Try it:
Tally every line in the entries below that holds "backpack", then give only the total.

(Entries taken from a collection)
===============
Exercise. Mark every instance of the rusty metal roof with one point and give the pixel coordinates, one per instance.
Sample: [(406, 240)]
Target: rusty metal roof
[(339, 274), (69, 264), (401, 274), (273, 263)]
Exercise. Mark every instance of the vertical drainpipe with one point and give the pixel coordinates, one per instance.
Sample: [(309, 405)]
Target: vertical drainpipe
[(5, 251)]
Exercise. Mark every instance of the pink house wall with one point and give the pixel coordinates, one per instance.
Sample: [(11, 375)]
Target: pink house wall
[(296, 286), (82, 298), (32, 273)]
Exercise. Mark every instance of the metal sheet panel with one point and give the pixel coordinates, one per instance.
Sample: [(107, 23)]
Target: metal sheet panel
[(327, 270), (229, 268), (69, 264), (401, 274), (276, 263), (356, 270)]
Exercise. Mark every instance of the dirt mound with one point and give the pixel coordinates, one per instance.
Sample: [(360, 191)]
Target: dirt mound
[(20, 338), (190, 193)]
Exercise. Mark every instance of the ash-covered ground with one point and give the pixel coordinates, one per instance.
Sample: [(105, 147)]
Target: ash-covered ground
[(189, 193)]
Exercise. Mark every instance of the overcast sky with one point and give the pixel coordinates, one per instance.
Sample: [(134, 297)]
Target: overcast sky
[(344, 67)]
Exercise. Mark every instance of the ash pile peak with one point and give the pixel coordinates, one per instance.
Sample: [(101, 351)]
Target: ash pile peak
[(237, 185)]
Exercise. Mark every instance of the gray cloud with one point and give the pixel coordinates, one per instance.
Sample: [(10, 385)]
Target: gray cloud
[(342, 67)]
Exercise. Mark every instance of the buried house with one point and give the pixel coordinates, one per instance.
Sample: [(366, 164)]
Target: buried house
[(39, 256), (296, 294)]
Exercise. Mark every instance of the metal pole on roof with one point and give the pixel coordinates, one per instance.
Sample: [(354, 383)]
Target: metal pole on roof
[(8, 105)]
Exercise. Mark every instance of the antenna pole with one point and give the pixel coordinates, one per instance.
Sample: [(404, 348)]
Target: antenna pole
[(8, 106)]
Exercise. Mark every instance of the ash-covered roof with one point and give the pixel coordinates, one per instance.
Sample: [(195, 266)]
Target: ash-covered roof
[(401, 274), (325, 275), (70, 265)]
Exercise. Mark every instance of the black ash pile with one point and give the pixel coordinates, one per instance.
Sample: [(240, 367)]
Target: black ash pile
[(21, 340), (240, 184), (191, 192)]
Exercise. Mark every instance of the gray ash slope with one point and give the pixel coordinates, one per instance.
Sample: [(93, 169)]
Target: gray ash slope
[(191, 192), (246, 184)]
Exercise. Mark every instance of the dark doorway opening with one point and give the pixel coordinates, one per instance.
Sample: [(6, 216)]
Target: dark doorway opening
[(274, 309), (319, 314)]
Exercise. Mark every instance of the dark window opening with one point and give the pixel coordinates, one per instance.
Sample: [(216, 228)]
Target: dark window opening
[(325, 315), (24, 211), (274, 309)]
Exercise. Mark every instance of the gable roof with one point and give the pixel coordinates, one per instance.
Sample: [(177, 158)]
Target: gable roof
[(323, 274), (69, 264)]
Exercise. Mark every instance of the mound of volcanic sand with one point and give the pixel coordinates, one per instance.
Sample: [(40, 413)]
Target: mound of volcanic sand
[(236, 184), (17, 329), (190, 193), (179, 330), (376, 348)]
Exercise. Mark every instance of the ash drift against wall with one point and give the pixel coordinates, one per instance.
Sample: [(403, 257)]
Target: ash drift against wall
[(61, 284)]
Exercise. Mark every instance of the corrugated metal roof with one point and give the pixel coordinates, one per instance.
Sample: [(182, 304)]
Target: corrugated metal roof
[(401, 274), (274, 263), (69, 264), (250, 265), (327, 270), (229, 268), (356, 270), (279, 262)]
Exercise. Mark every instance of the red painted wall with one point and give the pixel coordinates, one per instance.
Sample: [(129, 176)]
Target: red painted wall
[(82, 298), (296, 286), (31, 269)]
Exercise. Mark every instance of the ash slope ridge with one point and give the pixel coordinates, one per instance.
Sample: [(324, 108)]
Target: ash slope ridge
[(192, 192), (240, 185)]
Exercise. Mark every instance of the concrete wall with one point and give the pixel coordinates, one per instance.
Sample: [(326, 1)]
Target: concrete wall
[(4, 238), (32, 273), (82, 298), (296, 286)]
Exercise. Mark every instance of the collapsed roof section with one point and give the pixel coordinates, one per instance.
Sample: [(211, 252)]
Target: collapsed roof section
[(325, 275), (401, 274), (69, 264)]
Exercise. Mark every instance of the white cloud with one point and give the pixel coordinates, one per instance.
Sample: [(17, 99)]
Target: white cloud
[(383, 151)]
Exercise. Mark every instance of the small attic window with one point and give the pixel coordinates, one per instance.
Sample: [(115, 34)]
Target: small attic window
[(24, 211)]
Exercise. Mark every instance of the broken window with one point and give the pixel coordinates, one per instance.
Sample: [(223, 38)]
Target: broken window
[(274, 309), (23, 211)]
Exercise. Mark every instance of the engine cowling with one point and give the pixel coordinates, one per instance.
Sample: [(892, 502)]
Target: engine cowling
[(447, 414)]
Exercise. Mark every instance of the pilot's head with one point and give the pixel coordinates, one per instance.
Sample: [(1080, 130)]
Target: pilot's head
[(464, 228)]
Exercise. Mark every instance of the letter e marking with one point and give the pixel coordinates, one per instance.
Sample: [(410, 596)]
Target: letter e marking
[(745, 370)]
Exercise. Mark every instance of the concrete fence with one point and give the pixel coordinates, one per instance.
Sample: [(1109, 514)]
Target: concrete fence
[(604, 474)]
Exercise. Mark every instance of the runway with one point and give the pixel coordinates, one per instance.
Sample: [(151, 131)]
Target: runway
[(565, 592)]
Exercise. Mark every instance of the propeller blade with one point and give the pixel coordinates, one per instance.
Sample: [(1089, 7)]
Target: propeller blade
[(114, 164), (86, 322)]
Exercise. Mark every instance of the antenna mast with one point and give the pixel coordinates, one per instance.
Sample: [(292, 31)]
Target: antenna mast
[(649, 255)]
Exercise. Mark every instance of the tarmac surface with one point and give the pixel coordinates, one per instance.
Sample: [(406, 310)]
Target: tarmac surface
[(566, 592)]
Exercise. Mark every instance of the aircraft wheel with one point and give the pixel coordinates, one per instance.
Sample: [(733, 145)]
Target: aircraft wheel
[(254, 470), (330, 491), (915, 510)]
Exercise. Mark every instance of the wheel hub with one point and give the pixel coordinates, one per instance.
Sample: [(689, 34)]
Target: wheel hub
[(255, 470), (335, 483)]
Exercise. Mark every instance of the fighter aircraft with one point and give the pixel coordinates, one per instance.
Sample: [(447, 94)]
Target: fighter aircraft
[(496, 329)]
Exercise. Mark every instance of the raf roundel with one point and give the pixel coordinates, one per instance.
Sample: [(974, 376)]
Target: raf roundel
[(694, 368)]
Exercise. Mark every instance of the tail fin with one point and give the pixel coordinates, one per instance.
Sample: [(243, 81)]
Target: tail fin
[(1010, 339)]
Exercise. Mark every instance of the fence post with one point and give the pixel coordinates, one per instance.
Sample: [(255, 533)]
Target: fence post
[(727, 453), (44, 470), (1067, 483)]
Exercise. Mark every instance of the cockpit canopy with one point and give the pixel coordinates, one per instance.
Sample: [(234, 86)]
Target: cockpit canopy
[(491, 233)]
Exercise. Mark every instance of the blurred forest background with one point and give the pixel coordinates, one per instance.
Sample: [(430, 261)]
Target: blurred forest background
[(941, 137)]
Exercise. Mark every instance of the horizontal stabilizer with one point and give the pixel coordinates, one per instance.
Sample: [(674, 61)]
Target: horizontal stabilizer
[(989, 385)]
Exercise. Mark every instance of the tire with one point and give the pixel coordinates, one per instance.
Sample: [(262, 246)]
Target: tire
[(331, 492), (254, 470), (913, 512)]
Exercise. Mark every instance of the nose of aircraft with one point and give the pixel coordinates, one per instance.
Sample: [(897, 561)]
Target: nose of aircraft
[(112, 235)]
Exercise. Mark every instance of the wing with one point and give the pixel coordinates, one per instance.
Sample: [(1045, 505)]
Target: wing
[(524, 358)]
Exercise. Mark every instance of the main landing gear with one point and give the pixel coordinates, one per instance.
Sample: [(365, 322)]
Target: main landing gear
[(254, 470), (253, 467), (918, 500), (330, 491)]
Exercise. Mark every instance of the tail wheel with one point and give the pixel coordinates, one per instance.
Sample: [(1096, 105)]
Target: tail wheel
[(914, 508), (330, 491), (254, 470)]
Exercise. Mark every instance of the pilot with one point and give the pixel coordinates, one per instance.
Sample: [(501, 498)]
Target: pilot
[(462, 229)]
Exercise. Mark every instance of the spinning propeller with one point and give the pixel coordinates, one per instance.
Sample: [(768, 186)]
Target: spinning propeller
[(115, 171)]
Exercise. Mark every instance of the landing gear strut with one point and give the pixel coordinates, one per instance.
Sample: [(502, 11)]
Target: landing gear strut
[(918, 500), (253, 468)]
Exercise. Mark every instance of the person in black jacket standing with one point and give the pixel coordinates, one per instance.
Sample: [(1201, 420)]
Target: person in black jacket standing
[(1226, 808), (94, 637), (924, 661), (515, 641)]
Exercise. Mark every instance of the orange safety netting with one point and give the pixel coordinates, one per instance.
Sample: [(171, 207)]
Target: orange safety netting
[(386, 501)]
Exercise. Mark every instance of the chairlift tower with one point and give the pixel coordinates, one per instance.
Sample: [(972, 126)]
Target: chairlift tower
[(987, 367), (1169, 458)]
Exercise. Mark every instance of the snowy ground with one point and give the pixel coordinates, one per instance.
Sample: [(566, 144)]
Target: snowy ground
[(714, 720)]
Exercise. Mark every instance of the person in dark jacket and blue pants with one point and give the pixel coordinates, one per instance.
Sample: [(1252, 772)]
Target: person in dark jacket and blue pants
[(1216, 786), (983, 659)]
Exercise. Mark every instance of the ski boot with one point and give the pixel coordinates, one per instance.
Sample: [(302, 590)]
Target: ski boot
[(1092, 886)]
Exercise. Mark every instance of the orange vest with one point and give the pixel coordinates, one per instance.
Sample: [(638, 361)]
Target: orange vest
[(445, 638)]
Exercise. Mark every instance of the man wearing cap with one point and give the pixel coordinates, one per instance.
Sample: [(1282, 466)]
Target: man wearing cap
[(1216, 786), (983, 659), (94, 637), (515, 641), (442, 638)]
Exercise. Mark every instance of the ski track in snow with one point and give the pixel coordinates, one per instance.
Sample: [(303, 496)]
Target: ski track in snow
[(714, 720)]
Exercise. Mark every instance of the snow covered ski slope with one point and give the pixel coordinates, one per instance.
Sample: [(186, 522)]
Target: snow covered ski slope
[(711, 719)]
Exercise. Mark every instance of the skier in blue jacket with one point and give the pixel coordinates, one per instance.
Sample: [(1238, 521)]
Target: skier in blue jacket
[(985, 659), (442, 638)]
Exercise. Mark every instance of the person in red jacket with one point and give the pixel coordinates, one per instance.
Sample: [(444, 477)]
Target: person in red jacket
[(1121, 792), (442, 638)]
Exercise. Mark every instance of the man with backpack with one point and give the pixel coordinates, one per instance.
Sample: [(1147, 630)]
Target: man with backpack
===============
Solution for this exercise:
2